**TO DO:**
All of the data below is to be copied exactly.

**Point-per-instance localization data:**
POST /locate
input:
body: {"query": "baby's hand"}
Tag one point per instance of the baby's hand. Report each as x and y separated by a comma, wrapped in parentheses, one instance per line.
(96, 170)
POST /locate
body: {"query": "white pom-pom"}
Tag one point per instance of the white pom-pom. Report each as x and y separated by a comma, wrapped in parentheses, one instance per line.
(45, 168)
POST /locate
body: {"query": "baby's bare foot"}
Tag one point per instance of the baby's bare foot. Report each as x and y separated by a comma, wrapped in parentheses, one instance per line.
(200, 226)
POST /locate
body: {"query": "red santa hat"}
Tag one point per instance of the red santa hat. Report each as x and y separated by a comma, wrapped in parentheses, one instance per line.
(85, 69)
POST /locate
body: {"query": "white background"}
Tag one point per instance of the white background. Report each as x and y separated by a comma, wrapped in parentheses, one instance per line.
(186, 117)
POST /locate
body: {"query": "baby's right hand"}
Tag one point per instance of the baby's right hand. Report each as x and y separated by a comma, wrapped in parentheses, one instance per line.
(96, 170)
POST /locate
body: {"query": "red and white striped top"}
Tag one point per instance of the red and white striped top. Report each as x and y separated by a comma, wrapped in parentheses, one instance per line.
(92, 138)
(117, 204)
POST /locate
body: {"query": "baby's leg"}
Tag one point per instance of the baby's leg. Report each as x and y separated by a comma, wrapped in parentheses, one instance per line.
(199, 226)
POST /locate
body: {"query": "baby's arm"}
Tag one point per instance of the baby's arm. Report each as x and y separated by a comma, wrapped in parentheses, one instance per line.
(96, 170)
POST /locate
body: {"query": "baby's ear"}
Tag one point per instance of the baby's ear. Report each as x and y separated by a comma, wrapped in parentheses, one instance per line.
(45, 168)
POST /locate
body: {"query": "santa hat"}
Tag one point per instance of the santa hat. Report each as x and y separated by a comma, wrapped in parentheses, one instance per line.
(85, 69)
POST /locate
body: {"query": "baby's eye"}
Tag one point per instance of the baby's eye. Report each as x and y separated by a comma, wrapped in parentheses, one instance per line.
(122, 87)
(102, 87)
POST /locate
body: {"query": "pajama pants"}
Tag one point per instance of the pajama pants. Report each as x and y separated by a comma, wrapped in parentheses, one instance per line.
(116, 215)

**RESPONSE AREA:**
POST /locate
input:
body: {"query": "baby's hand"}
Tag one point per instance of the baby's hand. Report each as x and y separated by a comma, wrapped in parentheses, one instance per line.
(96, 170)
POST /locate
body: {"query": "white pom-pom"}
Tag one point per instance of the white pom-pom. Report each as x and y separated by a comma, wrapped in parentheses, one instance per line.
(45, 168)
POST /locate
body: {"query": "baby's bare foot"}
Tag one point per instance of the baby's bare foot. Report each as x and y separated by a comma, wrapped in parentheses, one instance per line.
(200, 226)
POST /locate
body: {"query": "red santa hat"}
Tag one point per instance of the red santa hat. Report each as x and y separated by a comma, wrapped in parentheses, one instance per line.
(85, 69)
POST /locate
body: {"query": "white background"}
Tag one point per instance of the white background. Report each as x and y separated by a comma, wrapped in parentheses, one instance per line.
(186, 117)
POST /locate
body: {"query": "baby's right hand"}
Tag one point per instance of the baby's right hand. Report each as x and y separated by a comma, wrapped in parentheses, one instance per line.
(96, 170)
POST /locate
body: {"query": "red and white striped top"}
Tag one point per instance of the red and white striped top. Report each as x and y separated by a comma, wrapped in parentheses, one instance per line.
(92, 138)
(117, 204)
POST /locate
body: {"query": "baby's leg"}
Tag one point per instance of the baby's leg. Report each as x and y separated by a comma, wrapped in parentheses, one instance per line.
(199, 226)
POST /locate
body: {"query": "baby's arm"}
Tag one point per instance of the baby's arm. Report each as x and y separated by a comma, wrapped in parentheses, one instance per line.
(96, 170)
POST /locate
body: {"query": "baby's ear"}
Tag one point per instance of the baby's ear. Report each as x and y separated by a comma, wrapped in parentheses, one instance per line.
(45, 168)
POST /locate
body: {"query": "santa hat"}
Tag one point per instance of the santa hat. Report each as x and y separated by a comma, wrapped in parentheses, one instance per line.
(85, 69)
POST /locate
body: {"query": "baby's eye"}
Tag one point per instance of the baby's eye. Report each as x and y separated by a comma, wrapped in parentheses, one instance per line.
(122, 87)
(102, 87)
POST /locate
body: {"query": "pajama pants"}
Tag one point per instance of the pajama pants. Report each as x and y separated by a comma, wrapped in parentheses, one instance per line.
(116, 215)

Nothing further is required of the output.